(TEXTAUSZUG):
Der Besuch kam an und wir zogen los zu einer letzten großen Reise durchs Land, von der Wüste Negev im Süden am Toten Meer und dem See Genezareth vorbei bis hoch in die Golanhöhen im Norden, und schließlich durch die Kreuzfahrerstädte Haifa und Akko zurück nach Tel Aviv. Die durchgelaufenen Sandalen schmiss ich am Flughafen in einen Mülleimer, das beklemmende Gefühl auf dem Weg zum Flieger wurde ich nirgends los.

 

 

Als ich zwei Tage nach der Landung nach Österreich aufbrach, spürte ich den Rucksack auf meinen Schultern längst nicht mehr. Ein paar Stunden Autofahrt in der Harmonie von vertrauter Nähe und verständnisvoller Distanz, und dann, plötzlich: Die Berge. Zwischen surreal schönem Alpenkitsch vor unseren Augen und dem wegbrechenden Geröll unter unseren Füßen von Hütte zu Hütte, getrieben von der Sehnsucht, nirgends ankommen zu müssen, überall fremd bleiben zu dürfen.

Dann die vorläufige Rückkehr in den Hafen der letzten vier Jahre; zu den Menschen, die ihn dazu gemacht hatten. Die lange vermissten Gesichter, die lauen Sommerabende auf dem Balkon, die Einfachheit eines Alltags aus geteilten Regelmäßigkeiten. Ein Abschied, dann noch einer, eine Feier zum Lebewohl. Das eine Glas Rotwein zu viel, die durchtanzte Nacht und das Schwimmen in der vollkommenen Schwärze des liebevollen Sees. Der Tag danach, an dem Morgendämmerung und Mittagssonne nahtlos ineinander übergehen und die Stunden bis zum Abend sanft vergehen, bei leisen, unaufgeregten Gesprächen über dem erkaltenden Tee und der aufgeschlagenen Zeitung auf dem Wohnzimmertisch.

(ANWEISUNGEN):
1. Nenne alle geografischen Namen, die im ersten Absatz des Textauszugs vorkommen.
2. Gib den Textauszug beginnend bei „Als ich zwei“ und endend bei „bleiben zu dürfen.“ erneut wieder und setze dabei „Koffer“ an die Stelle von „Rucksack“.
Die Einträge haben hiermit nichts zu tun.

(ANGEZEIGTE EINTRÄGE):
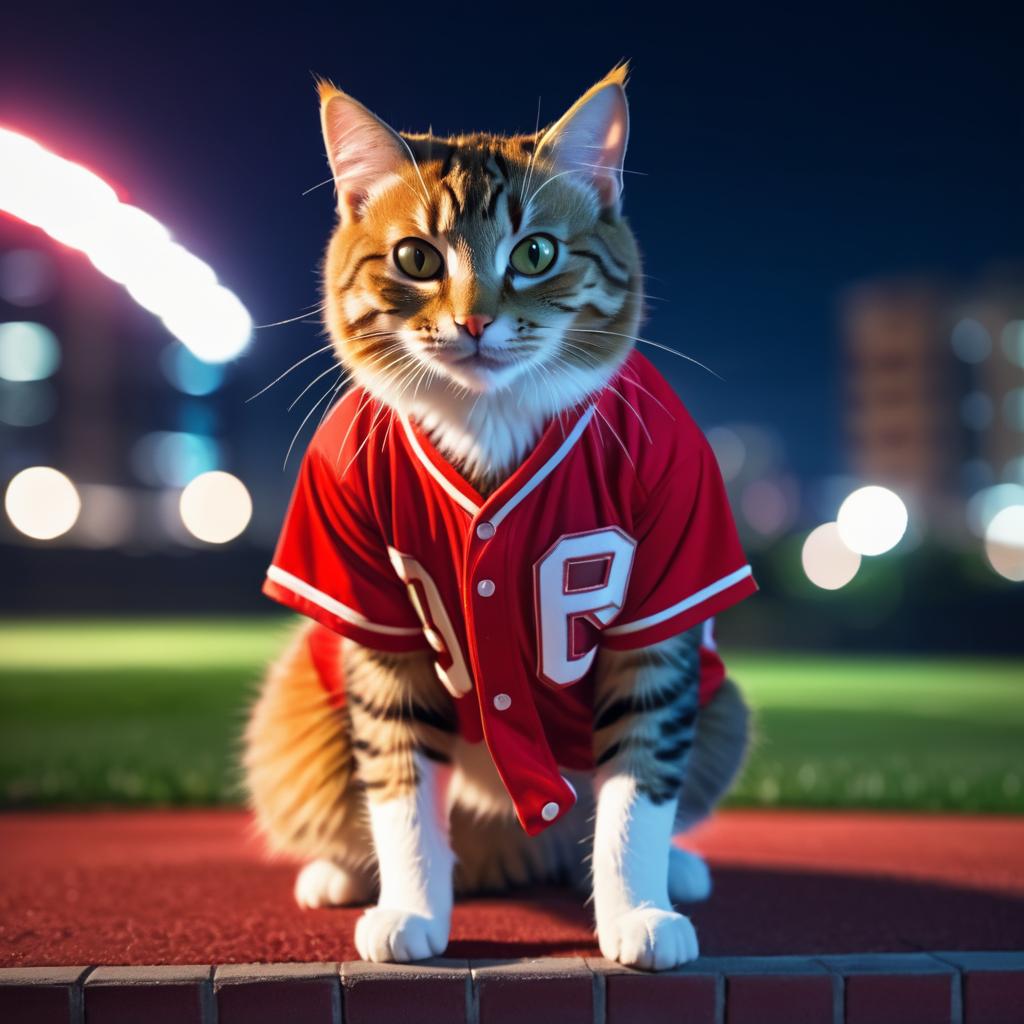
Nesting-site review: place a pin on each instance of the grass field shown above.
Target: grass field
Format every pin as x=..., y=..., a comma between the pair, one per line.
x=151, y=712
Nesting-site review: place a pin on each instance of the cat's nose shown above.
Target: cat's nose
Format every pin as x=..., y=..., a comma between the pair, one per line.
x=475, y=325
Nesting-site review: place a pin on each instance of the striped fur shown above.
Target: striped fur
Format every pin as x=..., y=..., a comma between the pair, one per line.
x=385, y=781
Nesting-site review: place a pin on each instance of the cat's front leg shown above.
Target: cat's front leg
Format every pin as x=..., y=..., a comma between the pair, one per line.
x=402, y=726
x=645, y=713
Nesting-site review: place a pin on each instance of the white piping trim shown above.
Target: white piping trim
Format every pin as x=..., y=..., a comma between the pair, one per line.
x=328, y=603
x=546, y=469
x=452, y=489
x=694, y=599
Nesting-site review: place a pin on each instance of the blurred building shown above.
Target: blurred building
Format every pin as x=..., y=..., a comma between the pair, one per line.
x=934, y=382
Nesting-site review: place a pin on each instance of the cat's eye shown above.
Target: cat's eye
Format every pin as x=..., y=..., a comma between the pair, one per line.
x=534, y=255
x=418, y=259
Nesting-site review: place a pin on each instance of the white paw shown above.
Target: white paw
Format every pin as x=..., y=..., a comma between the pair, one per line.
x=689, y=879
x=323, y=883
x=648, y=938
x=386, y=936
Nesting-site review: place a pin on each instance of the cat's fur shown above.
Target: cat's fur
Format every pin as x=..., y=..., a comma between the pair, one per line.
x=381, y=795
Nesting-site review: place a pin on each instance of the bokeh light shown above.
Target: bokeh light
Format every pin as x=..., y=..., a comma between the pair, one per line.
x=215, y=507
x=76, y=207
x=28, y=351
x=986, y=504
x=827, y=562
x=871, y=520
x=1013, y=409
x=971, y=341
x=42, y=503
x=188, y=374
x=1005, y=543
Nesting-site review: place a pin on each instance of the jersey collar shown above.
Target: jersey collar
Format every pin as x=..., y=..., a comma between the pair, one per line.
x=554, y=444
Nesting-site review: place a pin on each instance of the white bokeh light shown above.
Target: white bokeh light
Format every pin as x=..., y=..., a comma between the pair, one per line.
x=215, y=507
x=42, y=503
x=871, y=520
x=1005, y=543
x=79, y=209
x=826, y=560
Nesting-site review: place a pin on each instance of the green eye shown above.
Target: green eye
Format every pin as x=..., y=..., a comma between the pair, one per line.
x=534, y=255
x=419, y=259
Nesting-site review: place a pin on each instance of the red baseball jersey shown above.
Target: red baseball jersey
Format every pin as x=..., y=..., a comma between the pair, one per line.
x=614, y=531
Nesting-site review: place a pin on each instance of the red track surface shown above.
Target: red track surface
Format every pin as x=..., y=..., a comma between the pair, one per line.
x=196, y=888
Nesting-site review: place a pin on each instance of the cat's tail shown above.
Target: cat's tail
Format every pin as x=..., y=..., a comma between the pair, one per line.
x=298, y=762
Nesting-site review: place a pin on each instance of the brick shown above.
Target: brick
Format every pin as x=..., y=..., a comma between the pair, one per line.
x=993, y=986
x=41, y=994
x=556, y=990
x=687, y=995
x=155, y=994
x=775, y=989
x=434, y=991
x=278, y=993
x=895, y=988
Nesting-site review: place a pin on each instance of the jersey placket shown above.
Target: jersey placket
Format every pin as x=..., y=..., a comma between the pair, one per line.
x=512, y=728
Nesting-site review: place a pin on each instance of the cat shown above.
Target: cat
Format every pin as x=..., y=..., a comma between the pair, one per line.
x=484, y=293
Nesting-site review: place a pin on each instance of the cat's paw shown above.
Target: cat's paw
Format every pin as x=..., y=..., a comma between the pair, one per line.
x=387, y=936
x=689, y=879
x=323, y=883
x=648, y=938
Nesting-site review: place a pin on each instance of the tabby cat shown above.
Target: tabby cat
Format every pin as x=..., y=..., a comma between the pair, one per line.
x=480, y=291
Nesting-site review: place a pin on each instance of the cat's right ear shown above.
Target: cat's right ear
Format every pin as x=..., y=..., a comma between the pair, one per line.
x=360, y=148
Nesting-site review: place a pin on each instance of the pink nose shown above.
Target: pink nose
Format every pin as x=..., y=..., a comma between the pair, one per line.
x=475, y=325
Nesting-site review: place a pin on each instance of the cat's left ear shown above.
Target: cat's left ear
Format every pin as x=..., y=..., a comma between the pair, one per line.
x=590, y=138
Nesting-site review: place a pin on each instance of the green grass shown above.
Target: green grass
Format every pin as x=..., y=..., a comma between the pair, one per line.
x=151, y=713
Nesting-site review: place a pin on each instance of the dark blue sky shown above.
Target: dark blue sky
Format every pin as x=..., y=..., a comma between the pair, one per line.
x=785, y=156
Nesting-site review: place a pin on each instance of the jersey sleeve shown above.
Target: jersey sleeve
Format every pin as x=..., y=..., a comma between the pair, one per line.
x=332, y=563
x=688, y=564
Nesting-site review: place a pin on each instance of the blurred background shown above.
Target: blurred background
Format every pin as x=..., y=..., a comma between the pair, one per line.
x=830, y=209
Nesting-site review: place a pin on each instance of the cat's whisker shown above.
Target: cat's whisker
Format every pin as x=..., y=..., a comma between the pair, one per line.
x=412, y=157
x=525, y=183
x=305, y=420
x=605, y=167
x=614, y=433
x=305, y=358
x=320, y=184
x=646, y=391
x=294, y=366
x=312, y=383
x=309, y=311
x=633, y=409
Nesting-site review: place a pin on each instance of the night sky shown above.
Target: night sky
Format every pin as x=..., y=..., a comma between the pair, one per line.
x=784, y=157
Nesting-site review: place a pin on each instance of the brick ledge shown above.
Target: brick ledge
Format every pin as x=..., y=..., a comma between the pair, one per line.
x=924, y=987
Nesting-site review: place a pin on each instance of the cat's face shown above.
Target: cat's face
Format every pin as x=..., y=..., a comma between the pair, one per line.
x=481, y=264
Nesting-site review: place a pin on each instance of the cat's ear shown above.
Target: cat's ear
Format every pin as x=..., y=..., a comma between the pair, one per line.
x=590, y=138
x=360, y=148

==

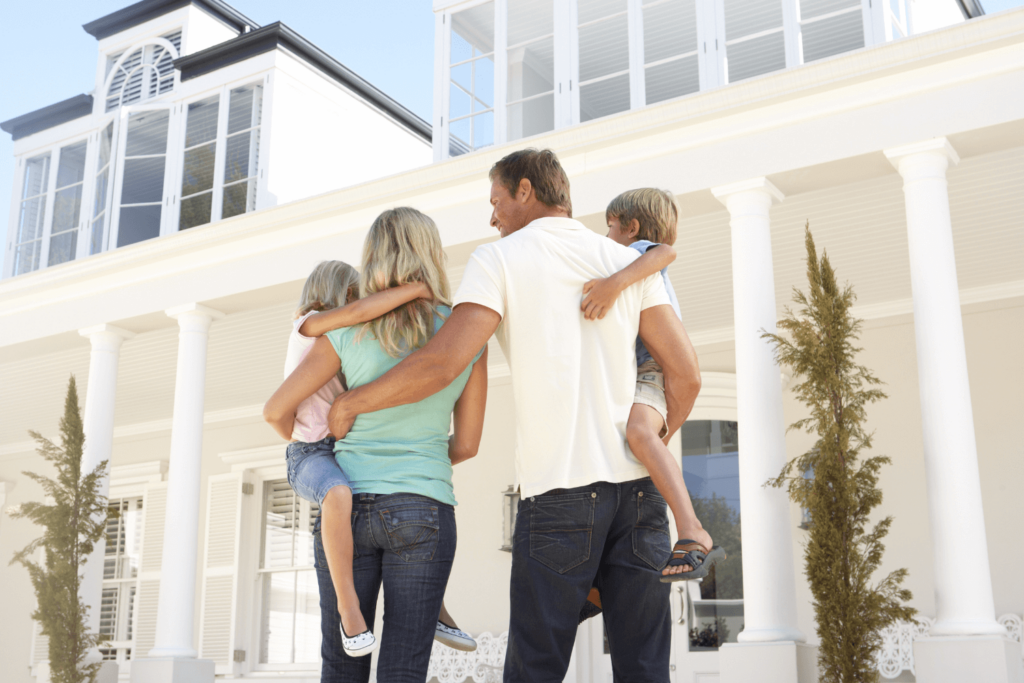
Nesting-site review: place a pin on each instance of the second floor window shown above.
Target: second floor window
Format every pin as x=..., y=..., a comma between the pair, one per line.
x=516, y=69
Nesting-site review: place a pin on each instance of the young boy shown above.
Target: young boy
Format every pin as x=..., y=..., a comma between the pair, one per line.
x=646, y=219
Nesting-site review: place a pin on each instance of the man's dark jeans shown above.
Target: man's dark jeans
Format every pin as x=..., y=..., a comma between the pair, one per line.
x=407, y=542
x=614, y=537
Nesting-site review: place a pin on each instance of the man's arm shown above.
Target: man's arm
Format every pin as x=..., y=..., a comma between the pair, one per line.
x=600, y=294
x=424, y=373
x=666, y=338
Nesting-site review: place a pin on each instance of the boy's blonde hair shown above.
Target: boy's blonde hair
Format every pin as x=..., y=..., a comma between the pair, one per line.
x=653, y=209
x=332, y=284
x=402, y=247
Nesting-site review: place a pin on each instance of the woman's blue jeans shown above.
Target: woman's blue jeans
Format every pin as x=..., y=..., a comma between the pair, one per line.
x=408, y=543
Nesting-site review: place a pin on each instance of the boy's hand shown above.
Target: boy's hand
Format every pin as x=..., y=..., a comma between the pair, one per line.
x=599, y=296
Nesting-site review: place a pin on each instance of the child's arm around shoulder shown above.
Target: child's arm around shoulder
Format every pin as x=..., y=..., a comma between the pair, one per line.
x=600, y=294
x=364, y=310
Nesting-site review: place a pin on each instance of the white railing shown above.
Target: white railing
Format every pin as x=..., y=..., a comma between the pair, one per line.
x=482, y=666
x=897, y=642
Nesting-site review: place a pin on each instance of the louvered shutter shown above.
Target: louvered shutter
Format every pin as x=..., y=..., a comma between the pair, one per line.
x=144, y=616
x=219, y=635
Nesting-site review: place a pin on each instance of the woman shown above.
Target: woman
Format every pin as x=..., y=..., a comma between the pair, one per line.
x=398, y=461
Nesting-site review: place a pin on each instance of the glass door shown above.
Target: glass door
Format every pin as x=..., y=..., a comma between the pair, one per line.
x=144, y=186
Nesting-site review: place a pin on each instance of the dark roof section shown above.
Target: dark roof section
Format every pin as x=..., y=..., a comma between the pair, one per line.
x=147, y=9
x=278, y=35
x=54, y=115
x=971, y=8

---

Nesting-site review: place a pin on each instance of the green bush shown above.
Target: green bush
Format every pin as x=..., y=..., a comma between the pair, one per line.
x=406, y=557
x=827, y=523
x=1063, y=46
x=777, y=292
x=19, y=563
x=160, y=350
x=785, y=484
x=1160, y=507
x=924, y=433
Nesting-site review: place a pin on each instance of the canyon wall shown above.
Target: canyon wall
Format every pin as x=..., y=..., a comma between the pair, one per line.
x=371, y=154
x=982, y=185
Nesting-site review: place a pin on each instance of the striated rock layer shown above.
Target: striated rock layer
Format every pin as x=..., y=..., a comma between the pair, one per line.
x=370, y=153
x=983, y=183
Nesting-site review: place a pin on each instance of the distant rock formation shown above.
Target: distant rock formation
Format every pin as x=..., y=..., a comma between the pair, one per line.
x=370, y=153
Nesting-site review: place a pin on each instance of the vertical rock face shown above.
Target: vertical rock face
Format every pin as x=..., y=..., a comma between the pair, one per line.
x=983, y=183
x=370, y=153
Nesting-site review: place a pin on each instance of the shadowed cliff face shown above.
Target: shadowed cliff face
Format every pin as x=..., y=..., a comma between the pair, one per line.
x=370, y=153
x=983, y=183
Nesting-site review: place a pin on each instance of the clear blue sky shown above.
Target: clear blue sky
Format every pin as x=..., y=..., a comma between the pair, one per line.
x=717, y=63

(SCHRIFTLICHE ANTWORTEN):
1. Wüste Negev, Totes Meer, See Genezareth, Golanhöhen, Haifa, Akko, Tel Aviv

2.
Als ich zwei Tage nach der Landung nach Österreich aufbrach, spürte ich den Koffer auf meinen Schultern längst nicht mehr. Ein paar Stunden Autofahrt in der Harmonie von vertrauter Nähe und verständnisvoller Distanz, und dann, plötzlich: Die Berge. Zwischen surreal schönem Alpenkitsch vor unseren Augen und dem wegbrechenden Geröll unter unseren Füßen von Hütte zu Hütte, getrieben von der Sehnsucht, nirgends ankommen zu müssen, überall fremd bleiben zu dürfen.